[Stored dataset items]
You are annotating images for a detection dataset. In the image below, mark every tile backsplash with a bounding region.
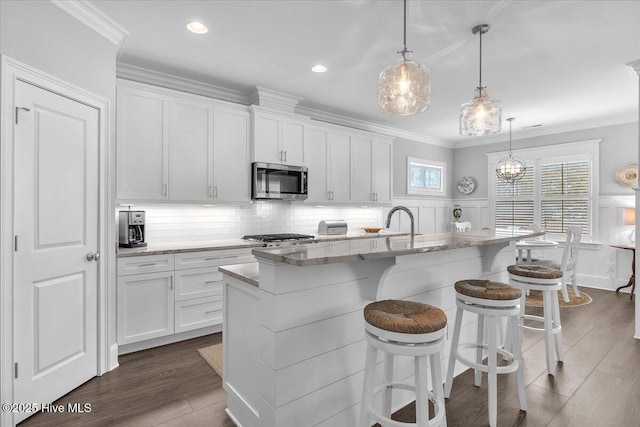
[116,202,384,243]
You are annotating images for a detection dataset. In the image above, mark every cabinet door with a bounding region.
[304,127,328,203]
[169,99,213,202]
[253,111,284,163]
[351,136,374,203]
[282,119,305,166]
[116,86,169,200]
[213,107,251,202]
[327,132,351,202]
[371,139,392,204]
[117,271,174,344]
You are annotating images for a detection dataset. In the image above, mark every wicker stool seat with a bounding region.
[364,300,447,334]
[507,264,562,279]
[507,264,564,375]
[358,300,447,427]
[444,279,527,427]
[454,279,521,300]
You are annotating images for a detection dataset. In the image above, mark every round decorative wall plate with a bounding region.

### Your goal
Can you rewrite every line of the listing as a Markdown table with the columns Row and Listing line, skipping blank lines and leaving the pictures out?

### Finished answer
| Row | Listing line |
|---|---|
| 1 | You are annotating images for a detection dataset. In the image below, mark every tile backsplash with a bounding region. |
| 2 | [116,202,384,243] |
| 3 | You are annotating images for a detection dataset. In the image above, mark every cabinet door with a bounding region. |
| 4 | [304,127,328,203] |
| 5 | [169,99,213,202] |
| 6 | [253,111,284,163] |
| 7 | [351,136,374,203] |
| 8 | [282,119,305,166] |
| 9 | [116,86,169,200] |
| 10 | [213,107,251,202] |
| 11 | [327,132,351,202] |
| 12 | [371,139,392,204] |
| 13 | [117,271,174,344] |
| 14 | You are annotating images for a detection dataset. In the image above, mark every wicker stool seat with a bounding region. |
| 15 | [364,300,447,334] |
| 16 | [507,264,562,279] |
| 17 | [507,264,564,375] |
| 18 | [358,300,447,427] |
| 19 | [444,279,527,427] |
| 20 | [454,279,521,300] |
| 21 | You are annotating images for a detection dataset. In the image above, mark every round decorative wall plate with a bounding region. |